**TASK INSTRUCTIONS:**
1) Transcribe the portion of the cider fermentation post between "Well....it was hot" and "Well they didn't.", inclusive.
2) In the cider fermentation post, what temperature was the basement where the carboy was moved?
3) Continue the cider fermentation post from its final sentence onward.

**SUPPLIED TEXT:**
◇ ◇ ◇ ◇ ◇ ◇ ◇

Well....it was hot as Hades in my house last night. Room temp was about 86-88 (barf). I went ahead and pitched anyways because there was supposed to be a cold front moving through overnight and I figured things would cool down fast before active fermentation took hold. Well they didn't.

I woke up and checked on the cider at 6AM, 10 hours after pitching. The temp of the actual cider was 78 and it was bubbling like a mofo. Fermentation had obviously taken off running. I immediately moved the carboy to my basement which was 64 degrees. Yes, I should have done this in the first place.....

So my question. Will cider have any off flavors with my high initial fermentation temps? It took 10 hours to get from the mid 80's to 78. It should cool off more now that its in the basement. Your thoughts??

◇ ◇ ◇ ◇ ◇ ◇ ◇

**EXTRACTED DATA:**
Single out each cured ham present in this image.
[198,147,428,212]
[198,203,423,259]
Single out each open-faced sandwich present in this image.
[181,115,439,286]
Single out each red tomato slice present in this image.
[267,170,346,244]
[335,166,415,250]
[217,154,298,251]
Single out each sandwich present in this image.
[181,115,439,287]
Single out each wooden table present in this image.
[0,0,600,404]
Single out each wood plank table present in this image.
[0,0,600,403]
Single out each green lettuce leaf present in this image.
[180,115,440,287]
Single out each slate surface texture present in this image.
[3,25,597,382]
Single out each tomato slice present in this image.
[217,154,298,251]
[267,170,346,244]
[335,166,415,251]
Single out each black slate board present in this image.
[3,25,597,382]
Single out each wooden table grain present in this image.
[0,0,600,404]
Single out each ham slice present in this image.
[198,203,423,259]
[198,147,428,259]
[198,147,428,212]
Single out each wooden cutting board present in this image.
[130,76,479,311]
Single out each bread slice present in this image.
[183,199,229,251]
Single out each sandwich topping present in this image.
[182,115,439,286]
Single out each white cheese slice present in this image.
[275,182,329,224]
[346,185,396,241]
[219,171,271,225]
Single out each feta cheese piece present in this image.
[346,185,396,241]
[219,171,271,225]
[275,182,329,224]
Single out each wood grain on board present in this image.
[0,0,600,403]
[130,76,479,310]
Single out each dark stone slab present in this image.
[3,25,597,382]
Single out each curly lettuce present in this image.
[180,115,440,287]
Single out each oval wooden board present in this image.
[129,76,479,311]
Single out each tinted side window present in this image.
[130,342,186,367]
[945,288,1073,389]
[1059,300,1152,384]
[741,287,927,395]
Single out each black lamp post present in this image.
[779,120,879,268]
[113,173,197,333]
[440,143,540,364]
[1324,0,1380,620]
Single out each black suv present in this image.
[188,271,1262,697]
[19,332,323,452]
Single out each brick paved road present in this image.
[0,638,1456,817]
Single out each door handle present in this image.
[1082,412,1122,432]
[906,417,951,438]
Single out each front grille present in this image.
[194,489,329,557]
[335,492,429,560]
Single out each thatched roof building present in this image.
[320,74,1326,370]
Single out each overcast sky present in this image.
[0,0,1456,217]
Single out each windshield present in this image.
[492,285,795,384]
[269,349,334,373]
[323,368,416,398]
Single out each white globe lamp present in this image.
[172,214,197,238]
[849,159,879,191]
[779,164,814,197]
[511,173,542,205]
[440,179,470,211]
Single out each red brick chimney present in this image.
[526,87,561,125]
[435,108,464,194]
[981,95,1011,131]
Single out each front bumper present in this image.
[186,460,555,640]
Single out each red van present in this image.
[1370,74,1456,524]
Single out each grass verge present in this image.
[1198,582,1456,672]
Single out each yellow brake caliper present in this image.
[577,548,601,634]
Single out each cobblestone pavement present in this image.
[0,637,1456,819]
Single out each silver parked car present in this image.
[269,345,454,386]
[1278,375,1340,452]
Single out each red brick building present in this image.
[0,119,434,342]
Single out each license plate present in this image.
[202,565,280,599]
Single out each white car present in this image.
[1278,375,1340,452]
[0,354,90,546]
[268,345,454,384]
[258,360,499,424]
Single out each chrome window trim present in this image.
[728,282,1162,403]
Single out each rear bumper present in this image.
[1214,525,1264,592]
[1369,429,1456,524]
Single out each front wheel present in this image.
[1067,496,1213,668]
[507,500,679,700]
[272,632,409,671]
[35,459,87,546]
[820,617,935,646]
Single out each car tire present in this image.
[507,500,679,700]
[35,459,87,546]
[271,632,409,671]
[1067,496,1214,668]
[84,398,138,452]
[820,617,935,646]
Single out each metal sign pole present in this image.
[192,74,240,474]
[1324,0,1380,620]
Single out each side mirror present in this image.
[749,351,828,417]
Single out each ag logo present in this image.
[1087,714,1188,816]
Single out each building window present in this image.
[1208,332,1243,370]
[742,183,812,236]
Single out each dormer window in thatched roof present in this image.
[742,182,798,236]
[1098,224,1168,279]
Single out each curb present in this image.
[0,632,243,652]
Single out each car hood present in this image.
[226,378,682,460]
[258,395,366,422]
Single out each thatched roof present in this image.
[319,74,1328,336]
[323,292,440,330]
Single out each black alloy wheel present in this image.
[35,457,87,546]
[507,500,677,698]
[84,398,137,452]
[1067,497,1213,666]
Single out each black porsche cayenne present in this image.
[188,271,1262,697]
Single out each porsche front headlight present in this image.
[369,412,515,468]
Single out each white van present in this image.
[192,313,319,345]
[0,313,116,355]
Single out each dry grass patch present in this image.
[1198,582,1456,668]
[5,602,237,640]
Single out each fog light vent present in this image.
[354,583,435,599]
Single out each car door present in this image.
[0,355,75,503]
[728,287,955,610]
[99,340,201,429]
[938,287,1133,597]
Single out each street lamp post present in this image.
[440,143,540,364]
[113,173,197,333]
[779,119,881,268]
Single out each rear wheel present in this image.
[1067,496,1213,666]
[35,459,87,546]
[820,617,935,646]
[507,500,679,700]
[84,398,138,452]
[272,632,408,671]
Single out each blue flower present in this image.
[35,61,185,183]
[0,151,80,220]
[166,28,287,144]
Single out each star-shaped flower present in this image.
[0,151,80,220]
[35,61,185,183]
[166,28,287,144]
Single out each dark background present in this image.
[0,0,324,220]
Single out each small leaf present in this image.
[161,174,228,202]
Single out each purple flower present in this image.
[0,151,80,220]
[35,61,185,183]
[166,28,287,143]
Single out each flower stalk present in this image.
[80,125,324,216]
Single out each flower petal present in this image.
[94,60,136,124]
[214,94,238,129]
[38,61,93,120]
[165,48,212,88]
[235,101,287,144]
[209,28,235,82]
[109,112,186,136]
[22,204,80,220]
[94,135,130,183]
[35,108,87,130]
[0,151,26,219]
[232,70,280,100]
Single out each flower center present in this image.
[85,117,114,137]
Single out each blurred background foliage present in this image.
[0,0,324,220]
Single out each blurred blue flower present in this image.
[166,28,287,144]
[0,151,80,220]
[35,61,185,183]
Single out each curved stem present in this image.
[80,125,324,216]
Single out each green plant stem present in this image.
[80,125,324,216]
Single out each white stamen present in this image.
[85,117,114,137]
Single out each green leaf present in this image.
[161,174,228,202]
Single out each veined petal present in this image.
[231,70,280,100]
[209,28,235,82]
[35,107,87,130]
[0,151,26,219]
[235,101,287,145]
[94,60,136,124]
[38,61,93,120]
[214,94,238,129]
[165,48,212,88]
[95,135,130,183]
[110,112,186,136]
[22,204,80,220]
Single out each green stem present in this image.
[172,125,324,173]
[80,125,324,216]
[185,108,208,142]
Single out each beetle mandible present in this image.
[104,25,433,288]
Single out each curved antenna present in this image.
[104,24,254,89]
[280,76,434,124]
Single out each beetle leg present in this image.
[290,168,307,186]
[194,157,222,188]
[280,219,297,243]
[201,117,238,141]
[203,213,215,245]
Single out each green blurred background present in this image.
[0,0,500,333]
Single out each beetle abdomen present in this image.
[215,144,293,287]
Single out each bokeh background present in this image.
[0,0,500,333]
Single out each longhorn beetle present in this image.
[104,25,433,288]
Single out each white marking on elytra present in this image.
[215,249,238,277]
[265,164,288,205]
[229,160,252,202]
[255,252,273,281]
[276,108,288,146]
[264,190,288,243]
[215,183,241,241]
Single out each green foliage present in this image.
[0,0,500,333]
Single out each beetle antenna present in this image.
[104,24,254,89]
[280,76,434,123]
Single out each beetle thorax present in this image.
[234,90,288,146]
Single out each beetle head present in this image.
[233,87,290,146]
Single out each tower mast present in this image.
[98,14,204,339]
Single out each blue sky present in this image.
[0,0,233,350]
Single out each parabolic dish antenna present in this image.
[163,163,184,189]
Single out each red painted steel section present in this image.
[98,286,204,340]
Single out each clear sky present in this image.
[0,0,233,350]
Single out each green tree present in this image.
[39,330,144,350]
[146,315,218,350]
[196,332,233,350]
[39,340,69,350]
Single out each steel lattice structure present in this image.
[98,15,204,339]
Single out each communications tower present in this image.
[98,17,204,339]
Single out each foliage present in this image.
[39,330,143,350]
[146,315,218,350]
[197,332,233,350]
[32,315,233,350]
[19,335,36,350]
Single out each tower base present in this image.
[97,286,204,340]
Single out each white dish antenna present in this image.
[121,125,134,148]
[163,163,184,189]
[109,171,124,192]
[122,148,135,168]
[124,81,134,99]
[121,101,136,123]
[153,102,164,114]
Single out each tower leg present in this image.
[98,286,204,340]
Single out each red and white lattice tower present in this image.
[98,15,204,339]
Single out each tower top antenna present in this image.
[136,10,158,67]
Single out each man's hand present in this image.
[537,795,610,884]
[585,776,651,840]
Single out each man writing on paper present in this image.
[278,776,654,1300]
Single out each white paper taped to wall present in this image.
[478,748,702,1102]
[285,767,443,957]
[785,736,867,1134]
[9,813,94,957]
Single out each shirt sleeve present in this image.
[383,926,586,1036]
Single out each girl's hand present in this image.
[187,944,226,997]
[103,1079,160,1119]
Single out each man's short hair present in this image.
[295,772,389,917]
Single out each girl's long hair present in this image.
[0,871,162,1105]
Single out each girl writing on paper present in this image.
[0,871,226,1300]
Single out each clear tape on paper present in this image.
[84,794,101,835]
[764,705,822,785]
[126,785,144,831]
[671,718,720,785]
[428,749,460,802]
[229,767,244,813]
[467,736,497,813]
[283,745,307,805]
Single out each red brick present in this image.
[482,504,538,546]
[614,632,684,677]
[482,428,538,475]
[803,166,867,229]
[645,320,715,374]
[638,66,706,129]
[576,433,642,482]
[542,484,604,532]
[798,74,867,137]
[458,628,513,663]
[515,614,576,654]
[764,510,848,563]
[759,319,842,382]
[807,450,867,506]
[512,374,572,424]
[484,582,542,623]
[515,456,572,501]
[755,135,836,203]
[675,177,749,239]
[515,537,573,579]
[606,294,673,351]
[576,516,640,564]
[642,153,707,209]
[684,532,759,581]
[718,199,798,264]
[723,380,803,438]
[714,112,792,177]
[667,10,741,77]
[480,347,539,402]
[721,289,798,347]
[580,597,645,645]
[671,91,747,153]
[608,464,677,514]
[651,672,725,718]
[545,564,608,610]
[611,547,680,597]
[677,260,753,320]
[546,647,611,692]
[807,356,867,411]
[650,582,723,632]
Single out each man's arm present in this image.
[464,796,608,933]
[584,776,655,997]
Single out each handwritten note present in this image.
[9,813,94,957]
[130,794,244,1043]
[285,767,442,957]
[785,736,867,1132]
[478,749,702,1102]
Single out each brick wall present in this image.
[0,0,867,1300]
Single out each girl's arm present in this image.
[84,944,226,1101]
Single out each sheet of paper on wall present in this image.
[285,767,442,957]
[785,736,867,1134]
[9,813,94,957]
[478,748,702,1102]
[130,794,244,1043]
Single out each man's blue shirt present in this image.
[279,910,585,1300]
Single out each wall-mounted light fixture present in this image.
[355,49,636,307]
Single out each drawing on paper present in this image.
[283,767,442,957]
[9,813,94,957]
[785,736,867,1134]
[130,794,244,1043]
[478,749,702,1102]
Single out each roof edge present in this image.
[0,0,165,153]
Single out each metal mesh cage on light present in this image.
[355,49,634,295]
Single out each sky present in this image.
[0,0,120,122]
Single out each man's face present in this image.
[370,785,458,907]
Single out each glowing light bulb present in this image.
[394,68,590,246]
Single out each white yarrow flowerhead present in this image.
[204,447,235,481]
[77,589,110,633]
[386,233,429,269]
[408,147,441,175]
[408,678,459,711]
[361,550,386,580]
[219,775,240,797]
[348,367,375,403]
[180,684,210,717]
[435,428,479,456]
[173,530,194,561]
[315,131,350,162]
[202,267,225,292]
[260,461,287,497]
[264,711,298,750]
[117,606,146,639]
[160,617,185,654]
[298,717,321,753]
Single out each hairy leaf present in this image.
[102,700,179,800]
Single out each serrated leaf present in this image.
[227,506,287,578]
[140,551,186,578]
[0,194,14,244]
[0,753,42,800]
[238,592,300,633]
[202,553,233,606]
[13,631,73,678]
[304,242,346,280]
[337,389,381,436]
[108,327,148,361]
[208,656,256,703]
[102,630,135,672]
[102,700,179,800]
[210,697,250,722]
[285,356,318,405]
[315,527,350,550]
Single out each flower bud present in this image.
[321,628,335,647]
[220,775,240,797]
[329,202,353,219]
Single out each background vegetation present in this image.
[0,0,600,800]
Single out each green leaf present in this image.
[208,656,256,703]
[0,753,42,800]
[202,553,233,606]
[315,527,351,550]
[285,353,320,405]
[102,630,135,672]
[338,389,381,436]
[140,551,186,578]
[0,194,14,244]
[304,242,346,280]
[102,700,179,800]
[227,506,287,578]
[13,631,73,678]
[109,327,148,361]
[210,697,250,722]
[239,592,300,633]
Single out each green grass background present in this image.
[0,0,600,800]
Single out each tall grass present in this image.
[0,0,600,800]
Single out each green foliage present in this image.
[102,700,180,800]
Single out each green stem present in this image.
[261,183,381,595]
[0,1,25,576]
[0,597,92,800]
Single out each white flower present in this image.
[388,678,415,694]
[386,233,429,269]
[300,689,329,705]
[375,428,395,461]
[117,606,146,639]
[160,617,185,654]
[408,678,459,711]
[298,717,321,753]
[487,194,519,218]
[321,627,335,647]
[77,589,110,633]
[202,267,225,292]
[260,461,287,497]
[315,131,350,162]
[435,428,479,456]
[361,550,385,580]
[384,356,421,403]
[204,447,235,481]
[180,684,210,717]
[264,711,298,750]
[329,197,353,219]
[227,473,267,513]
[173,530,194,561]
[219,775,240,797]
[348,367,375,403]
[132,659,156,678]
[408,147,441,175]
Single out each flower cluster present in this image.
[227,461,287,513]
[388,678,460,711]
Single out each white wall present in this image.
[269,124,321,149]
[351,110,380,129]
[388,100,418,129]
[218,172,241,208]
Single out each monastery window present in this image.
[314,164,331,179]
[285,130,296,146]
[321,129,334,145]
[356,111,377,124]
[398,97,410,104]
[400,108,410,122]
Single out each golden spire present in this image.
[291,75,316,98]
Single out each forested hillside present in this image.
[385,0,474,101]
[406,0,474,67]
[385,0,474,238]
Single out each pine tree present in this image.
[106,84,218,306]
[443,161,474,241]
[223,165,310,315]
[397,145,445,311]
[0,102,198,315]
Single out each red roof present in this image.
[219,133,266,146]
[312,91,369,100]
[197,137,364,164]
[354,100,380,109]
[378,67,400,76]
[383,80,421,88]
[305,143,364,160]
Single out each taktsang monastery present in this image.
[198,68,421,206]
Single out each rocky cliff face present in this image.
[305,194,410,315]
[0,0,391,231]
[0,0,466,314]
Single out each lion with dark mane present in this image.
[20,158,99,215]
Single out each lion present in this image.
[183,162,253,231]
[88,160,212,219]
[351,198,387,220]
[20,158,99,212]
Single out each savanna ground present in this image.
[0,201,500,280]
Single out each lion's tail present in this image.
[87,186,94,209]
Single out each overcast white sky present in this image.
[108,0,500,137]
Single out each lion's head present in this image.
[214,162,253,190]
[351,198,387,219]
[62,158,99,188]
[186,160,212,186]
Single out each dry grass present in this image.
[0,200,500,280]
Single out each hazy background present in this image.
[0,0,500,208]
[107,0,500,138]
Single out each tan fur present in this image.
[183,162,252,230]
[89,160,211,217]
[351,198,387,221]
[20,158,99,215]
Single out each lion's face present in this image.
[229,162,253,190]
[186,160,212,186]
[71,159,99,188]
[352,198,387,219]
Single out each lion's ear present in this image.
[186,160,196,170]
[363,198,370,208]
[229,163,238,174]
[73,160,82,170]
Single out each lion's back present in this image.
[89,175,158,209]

◇ ◇ ◇ ◇ ◇ ◇ ◇

**ANSWERS FOR THE TASKS:**
1)
Well....it was hot as Hades in my house last night. Room temp was about 86-88 (barf). I went ahead and pitched anyways because there was supposed to be a cold front moving through overnight and I figured things would cool down fast before active fermentation took hold. Well they didn't.

2) 64 degrees.

3)
:drunk:
 
The theory for off flavors at different temperatures goes something like this i believe:
1.) yeast will generally be more metabolically active at higher temperatures up to a certain point. see herehttp://mic.sgmjournals.org/cgi/reprint/60/1/107.pdf Those temps are celsius. 40c is accepted as favoring ethanol production the most.

2.) I have pitched a berliner weisse at 120 F, which is dangerously close to viability limits. kills quite a few of your initial pitch. (i don't make yeast starters, it isn't necessary) But that batch went like a bat out of hell:p

3.)What you are most worried about is shunting to secondary metabolic byproducts. That can happen when the preferred sugar isn't around. (not your problem) It can also happen when micronutrients are lacking. Most of those ions happen to be enzymatic cofactors (zinc and cacium come to mind)
I don't think it matters one bit. If you really want to know about it, my friend is a phD candidate in this guy's lab: http://www.umassmed.edu/igp/faculty/peterson.cfm
My understanding is that they are one of the definite authorities on yeast genomics. They have a pretty cool library I am trying to brew through...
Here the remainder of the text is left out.